------ Extrait retenu ------

Dix nouveaux pays rejoindront l'Union européenne le 1er mai 2004. swissinfo.ch

Selon Micheline Calmy-Rey, l’élargissement de l’Union européenne va accentuer la marginalisation de la Suisse.

Pour la ministre helvétique des Affaires étrangères, cette ouverture à l’Est explique en bonne partie les tensions actuelles entre la Suisse et ses voisins, l’Allemagne en particulier.

«Avec l’arrivée effective de dix nouveaux membres en mai prochain, l’Union européenne voit son centre de gravité se déplacer vers l’Est.»

Autrement dit, la Suisse ne sera plus au coeur de l’Europe, a rappelé lundi à Genève la cheffe de la diplomatie helvétique devant le Club suisse de la presse qui réunit les correspondants des médias suisses et étrangers accrédités à l’ONU.

«Les problèmes que nous avons avec nos voisins prennent une ampleur nationale en Suisse, explique Micheline Calmy-Rey. Par contre, chez eux, ces mêmes problèmes sont d’ordre régional et n’entrent pas forcément dans les priorités du gouvernement.»

Et la ministre d’ajouter que c’est cette différence qui explique en bonne partie les tensions qui existent actuellement entre la Confédération et l’Allemagne.

Les conséquences d’un choix

«La plupart des contentieux avec Berlin, poursuit Micheline Calmy-Rey, concerne le sud de l’Allemagne, que cela concerne l’aéroport de Kloten ou l’exploitation de fermes allemandes par des paysans suisses.»

Berlin songe en effet à pénaliser les agriculteurs suisses qui achètent à bas prix des terres en Allemagne et écoulent ensuite leur production en Suisse sans verser de taxe à l’Etat allemand.

«La Suisse a choisi de ne pas faire partie de l’Union européenne. En conséquence, elle est traitée comme telle», souligne Micheline Calmy-Rey en faisant cette fois allusion au renforcement des contrôles aux frontières entre la Suisse et l’Allemagne.

Pour elle, cette position va engendrer des problèmes supplémentaires et nécessiter de nouvelles négociations.

«Pour l’heure, reconnaît pourtant Micheline Calmy-Rey, nous n’avons pas d’autres choix que de réagir le plus rapidement possible aux décisions européennes.»

La Suisse va donc intensifier ses relations avec ses voisins européens. Afin d’éviter au maximum les conséquences négatives des décisions qui sont prises sans elle.

Et la cheffe de la diplomatie helvétique d’insister: «Les négociations en cours avec Bruxelles – les bilatérales bis – ne règlent pas tous les problèmes. Et notre position face à une Union européenne de 25 membres sera de plus en plus vulnérable».

La Suisse est incontournable



Cela dit, la Suisse a encore de solides arguments à faire valoir face à ses voisins.

En effet, elle reste – après les Etats-Unis – le deuxième partenaire commercial de l’Union européenne. Et quelque 800’000 Européens travaillent en Suisse.

Et, concernant les questions de sécurité telles que la lutte antiterroriste, «l’Union européenne n’a pas intérêt à laisser une faille dans son dispositif».

------ Lignes fournies ------

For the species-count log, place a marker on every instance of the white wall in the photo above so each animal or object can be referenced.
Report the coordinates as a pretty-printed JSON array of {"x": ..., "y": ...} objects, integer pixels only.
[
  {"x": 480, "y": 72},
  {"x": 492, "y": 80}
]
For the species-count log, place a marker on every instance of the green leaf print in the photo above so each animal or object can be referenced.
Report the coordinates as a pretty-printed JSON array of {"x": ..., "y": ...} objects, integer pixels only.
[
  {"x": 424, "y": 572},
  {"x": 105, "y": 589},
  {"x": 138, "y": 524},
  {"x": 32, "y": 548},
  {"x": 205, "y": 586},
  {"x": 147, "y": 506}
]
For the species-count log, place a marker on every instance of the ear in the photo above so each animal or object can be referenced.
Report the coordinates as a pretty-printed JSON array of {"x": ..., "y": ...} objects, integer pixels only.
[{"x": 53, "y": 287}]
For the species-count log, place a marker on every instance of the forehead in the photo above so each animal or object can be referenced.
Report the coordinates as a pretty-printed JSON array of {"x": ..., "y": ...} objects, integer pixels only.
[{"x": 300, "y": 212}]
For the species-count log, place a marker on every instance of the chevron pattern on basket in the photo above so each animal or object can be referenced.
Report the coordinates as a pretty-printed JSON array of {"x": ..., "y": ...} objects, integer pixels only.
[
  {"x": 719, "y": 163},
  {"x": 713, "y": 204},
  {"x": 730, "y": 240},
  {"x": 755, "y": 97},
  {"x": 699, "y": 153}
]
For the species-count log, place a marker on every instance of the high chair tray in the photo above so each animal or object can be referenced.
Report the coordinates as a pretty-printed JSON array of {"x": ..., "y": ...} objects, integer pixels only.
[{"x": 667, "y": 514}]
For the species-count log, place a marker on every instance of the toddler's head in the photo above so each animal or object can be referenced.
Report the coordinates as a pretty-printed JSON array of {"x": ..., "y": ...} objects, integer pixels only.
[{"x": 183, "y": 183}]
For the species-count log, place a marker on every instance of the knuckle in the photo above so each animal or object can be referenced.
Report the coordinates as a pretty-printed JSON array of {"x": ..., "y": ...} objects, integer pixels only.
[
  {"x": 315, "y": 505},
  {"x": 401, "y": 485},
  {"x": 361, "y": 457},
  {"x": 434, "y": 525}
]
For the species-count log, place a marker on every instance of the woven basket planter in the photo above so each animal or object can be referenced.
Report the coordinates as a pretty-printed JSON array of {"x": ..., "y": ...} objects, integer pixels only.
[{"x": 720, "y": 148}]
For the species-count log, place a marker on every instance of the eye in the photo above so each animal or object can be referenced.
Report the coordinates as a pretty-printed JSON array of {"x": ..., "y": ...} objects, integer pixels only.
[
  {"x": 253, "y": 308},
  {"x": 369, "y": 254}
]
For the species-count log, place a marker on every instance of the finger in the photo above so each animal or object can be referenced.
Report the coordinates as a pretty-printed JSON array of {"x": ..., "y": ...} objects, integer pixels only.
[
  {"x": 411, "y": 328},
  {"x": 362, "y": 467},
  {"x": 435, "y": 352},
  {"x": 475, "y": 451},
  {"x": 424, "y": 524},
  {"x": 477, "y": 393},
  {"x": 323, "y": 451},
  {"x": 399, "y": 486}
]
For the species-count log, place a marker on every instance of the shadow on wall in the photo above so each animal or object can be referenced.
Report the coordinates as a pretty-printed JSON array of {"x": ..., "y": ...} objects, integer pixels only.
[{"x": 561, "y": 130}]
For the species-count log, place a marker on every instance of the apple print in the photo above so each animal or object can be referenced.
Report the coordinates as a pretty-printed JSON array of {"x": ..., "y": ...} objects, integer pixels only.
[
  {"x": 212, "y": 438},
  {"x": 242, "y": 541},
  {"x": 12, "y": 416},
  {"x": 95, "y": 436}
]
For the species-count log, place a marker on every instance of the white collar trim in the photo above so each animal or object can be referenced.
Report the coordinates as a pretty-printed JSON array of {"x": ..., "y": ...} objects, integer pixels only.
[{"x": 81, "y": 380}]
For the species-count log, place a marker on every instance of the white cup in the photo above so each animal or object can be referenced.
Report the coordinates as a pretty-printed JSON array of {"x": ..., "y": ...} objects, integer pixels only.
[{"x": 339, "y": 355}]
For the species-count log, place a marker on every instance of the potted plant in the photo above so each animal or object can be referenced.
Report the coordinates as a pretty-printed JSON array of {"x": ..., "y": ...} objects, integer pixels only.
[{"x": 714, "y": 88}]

------

Consigne 1:
Répondez aux questions suivantes sur l'article consacré à la Suisse face à l'élargissement de l'Union européenne.
(a) Combien de nouveaux pays rejoindront l'Union européenne, et à quelle date ?
(b) Dans quelle ville et devant quel club la ministre s'est-elle exprimée ?
(c) Quel rang la Suisse occupe-t-elle parmi les partenaires commerciaux de l'Union européenne ?
Consigne 2: Recopiez le passage de l'article sur la Suisse face à l'élargissement européen, en commençant par « En effet, elle » et en poursuivant jusqu'à « travaillent en Suisse. ».
Consigne 3: Poursuivez l'article sur la Suisse face à l'élargissement de l'Union européenne, à partir de sa dernière phrase.

Réponse attendue 1:
(a) Dix nouveaux pays, le 1er mai 2004.
(b) À Genève, devant le Club suisse de la presse.
(c) Le deuxième, après les États-Unis.

Réponse attendue 2:
En effet, elle reste – après les Etats-Unis – le deuxième partenaire commercial de l’Union européenne. Et quelque 800’000 Européens travaillent en Suisse.

Réponse attendue 3:
De plus, la Suisse participe aussi à la construction européenne. Micheline Calmy-Rey cite l’exemple des nouvelles lignes ferroviaires à travers les Alpes (NLFA). Ces tunnels devisés à plus de 15 milliards de francs permettront de meilleures liaisons entre le nord et le sud de l’Europe.

La Confédération helvétique est également très engagée dans des programmes de développement en faveur de la région des Balkans. Des pays candidats à l’Union européenne.

L’agenda helvétique



Lundi à Genève, la ministre a tenu à rappeler les priorités de la Suisse à l’égard de l’Europe.

Il s’agit, en premier lieu, de la conclusion des bilatérales bis. Des négociations qui sont d’ailleurs dans leur phase finale.

Trois dossiers sont encore en suspens. La fraude douanière et la fiscalité de l’épargne, pour lesquelles Bruxelles attend des concessions de Berne. Et l’espace Schengen, que la Suisse désire intégrer.

Sur le plan intérieur, le gouvernement veut présenter aux Suisses l’ensemble des conséquences – négatives et positives – d’une éventuelle future adhésion. Un objectif que Berne n’entend pas lâcher.

Pour ce faire, le Conseil fédéral (gouvernement helvétique) va rédiger un rapport qu’il présentera avant l’échéance de 2007, année des prochaines élections législatives.

Et quand on lui parle de la nécessité d’une adhésion de la Suisse à l’Union européenne, Micheline Calmy-Rey répond: Ce serait «un pas d’une importance capitale». Mais ce pas-là devra être fait «en toute connaissance de cause».

Et la cheffe de la diplomatie helvétique de conclure à sa manière: «Les Suisses sont des gens pragmatiques».

swissinfo, Frédéric Burnand, Genève

– Entre la Suisse et l’Union européenne, plusieurs dossiers sont en suspens:

– Dans le cadre des bilatérales bis, la fiscalité de l’épargne, la fraude douanière.

– La participation helvétique à l’accord de Schengen et à la convention de Dublin, deux traités qui portent sur la coopération dans les domaines de la justice, de la police, de l’asile et de la migration.

– Au-delà des bilatérales, d’autres problèmes sont encore à régler, notamment la taxation des produits européens réexportés depuis la Suisse.